A block of data:
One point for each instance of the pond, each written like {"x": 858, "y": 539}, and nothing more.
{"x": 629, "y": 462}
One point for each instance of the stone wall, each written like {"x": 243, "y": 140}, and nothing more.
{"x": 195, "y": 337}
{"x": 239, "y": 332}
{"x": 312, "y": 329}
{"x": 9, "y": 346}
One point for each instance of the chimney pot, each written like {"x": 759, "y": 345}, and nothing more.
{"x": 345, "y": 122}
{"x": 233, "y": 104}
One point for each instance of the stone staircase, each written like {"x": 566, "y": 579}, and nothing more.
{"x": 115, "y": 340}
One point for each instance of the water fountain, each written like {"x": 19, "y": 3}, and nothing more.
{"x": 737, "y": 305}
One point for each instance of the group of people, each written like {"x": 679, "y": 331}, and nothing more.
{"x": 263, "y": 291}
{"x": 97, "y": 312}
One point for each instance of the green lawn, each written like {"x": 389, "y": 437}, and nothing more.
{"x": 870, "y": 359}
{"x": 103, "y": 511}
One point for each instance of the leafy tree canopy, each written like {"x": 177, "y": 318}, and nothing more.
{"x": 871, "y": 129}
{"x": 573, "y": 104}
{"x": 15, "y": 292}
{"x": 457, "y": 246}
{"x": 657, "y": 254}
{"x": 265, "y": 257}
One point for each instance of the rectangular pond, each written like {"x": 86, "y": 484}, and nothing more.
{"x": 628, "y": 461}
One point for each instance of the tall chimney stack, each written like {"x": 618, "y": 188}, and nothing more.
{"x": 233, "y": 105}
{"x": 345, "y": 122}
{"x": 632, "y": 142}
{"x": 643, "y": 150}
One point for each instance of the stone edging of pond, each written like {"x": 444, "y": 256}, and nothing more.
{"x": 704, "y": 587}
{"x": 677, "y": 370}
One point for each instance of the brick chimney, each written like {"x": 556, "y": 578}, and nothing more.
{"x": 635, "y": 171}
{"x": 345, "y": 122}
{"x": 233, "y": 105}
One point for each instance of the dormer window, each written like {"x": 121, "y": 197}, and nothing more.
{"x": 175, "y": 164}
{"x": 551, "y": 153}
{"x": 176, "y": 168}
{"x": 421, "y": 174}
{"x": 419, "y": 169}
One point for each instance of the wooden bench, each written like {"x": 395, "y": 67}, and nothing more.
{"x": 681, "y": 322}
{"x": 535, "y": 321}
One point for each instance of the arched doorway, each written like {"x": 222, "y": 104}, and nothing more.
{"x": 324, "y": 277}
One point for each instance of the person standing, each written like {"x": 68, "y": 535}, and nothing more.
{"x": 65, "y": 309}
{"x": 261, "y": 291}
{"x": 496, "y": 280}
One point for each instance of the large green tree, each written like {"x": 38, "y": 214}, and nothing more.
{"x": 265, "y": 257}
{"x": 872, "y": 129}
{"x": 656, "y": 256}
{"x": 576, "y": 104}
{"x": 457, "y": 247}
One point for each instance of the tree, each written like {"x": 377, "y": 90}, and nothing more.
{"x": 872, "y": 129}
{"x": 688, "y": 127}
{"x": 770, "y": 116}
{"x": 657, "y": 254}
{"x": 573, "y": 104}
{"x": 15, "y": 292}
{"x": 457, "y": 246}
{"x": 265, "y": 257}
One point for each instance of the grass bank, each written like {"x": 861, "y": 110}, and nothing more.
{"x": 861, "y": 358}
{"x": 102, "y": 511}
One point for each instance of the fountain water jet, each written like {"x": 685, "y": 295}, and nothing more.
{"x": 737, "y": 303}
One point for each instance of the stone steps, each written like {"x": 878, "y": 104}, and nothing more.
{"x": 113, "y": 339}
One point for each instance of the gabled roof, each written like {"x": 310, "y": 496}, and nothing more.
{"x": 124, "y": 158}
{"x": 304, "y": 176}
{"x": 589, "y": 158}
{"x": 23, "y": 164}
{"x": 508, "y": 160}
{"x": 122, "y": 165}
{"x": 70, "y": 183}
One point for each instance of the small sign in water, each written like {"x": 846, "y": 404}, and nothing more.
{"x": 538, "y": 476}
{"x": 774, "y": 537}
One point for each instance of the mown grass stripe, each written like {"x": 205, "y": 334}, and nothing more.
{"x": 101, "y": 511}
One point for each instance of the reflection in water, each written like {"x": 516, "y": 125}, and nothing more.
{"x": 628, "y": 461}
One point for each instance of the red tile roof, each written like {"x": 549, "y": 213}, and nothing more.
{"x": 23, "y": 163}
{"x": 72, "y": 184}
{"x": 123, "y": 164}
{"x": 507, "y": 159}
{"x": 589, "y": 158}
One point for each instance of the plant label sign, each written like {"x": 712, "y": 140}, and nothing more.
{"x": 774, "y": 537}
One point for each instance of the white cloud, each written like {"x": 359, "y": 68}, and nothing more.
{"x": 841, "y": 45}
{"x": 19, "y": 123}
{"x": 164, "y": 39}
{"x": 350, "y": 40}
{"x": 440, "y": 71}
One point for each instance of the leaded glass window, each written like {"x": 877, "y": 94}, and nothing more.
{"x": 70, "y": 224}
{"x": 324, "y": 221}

Problem details:
Working from the material above, retype it in its entirety without change.

Written response:
One point for each instance of the pond, each written like {"x": 858, "y": 539}, and nothing more.
{"x": 629, "y": 462}
One point for each instance of the stone wall, each written like {"x": 243, "y": 140}, and nothing more.
{"x": 195, "y": 337}
{"x": 239, "y": 332}
{"x": 312, "y": 329}
{"x": 9, "y": 346}
One point for each instance of the chimney pot, each written like {"x": 759, "y": 345}, and nothing more.
{"x": 345, "y": 122}
{"x": 233, "y": 104}
One point for each instance of the stone staircase, each written like {"x": 566, "y": 579}, and nothing more.
{"x": 115, "y": 340}
One point for each instance of the water fountain, each written like {"x": 19, "y": 3}, and nothing more.
{"x": 737, "y": 305}
One point for each instance of the group of people, each written like {"x": 679, "y": 331}, and nothing more.
{"x": 263, "y": 291}
{"x": 97, "y": 312}
One point for each instance of the green lawn, each written like {"x": 389, "y": 437}, and nothing more.
{"x": 870, "y": 359}
{"x": 103, "y": 511}
One point for each instance of the leafy tree canopy, each written like {"x": 177, "y": 318}, and nothing more.
{"x": 871, "y": 129}
{"x": 573, "y": 104}
{"x": 15, "y": 292}
{"x": 457, "y": 246}
{"x": 657, "y": 254}
{"x": 265, "y": 257}
One point for each instance of the rectangular pond, each written like {"x": 86, "y": 484}, and nothing more.
{"x": 628, "y": 461}
One point for each instance of the tall chimney stack, each written like {"x": 618, "y": 188}, and nothing more.
{"x": 233, "y": 105}
{"x": 345, "y": 122}
{"x": 632, "y": 142}
{"x": 643, "y": 150}
One point for each instance of the stone edging of pond, each written like {"x": 444, "y": 256}, and nothing more.
{"x": 704, "y": 587}
{"x": 677, "y": 370}
One point for each instance of the brick chimney, each written like {"x": 556, "y": 578}, and nothing more.
{"x": 635, "y": 171}
{"x": 345, "y": 122}
{"x": 233, "y": 105}
One point for each instance of the dormer window, each written like {"x": 121, "y": 197}, and nothing more.
{"x": 175, "y": 164}
{"x": 551, "y": 153}
{"x": 176, "y": 168}
{"x": 421, "y": 174}
{"x": 419, "y": 169}
One point for each instance of the wooden bench, each written like {"x": 395, "y": 67}, and nothing more.
{"x": 681, "y": 322}
{"x": 535, "y": 321}
One point for each instance of the arched doorway, each written like {"x": 222, "y": 104}, and nothing more.
{"x": 324, "y": 277}
One point for each instance of the person standing, each written like {"x": 68, "y": 535}, and nothing more.
{"x": 65, "y": 309}
{"x": 261, "y": 291}
{"x": 496, "y": 280}
One point for each instance of the large green tree, each written like {"x": 38, "y": 214}, and nothing more.
{"x": 265, "y": 257}
{"x": 872, "y": 129}
{"x": 656, "y": 256}
{"x": 576, "y": 104}
{"x": 457, "y": 247}
One point for each instance of the tree, each written like {"x": 377, "y": 90}, and nothing more.
{"x": 872, "y": 129}
{"x": 688, "y": 127}
{"x": 770, "y": 116}
{"x": 657, "y": 254}
{"x": 573, "y": 104}
{"x": 15, "y": 292}
{"x": 457, "y": 246}
{"x": 265, "y": 257}
One point for each instance of the grass bank, each written like {"x": 861, "y": 110}, and nothing more.
{"x": 861, "y": 358}
{"x": 102, "y": 511}
One point for each instance of the fountain water jet, each written like {"x": 685, "y": 295}, and nothing more.
{"x": 737, "y": 303}
One point for each instance of the stone steps, each written like {"x": 878, "y": 104}, and nothing more.
{"x": 113, "y": 339}
One point for each instance of the gabled roof, each written like {"x": 310, "y": 496}, and nothing more.
{"x": 124, "y": 158}
{"x": 304, "y": 176}
{"x": 589, "y": 158}
{"x": 23, "y": 164}
{"x": 508, "y": 160}
{"x": 122, "y": 165}
{"x": 70, "y": 183}
One point for each instance of the small sign in water, each written like {"x": 846, "y": 404}, and nothing more.
{"x": 538, "y": 476}
{"x": 774, "y": 537}
One point for each instance of the mown grass stripe, each written like {"x": 205, "y": 334}, and nothing more.
{"x": 101, "y": 511}
One point for each instance of the reflection in water, each written like {"x": 516, "y": 125}, and nothing more.
{"x": 628, "y": 461}
One point for each instance of the red tile roof, each written like {"x": 549, "y": 213}, and nothing more.
{"x": 23, "y": 163}
{"x": 72, "y": 184}
{"x": 123, "y": 164}
{"x": 507, "y": 159}
{"x": 589, "y": 158}
One point for each instance of the plant label sign, each written like {"x": 712, "y": 140}, and nothing more.
{"x": 774, "y": 537}
One point for each instance of the white cloud, each written like {"x": 359, "y": 68}, and nothing more.
{"x": 841, "y": 45}
{"x": 19, "y": 123}
{"x": 164, "y": 39}
{"x": 350, "y": 40}
{"x": 440, "y": 71}
One point for each instance of the leaded glass window, each written like {"x": 877, "y": 94}, and nothing more.
{"x": 70, "y": 224}
{"x": 324, "y": 221}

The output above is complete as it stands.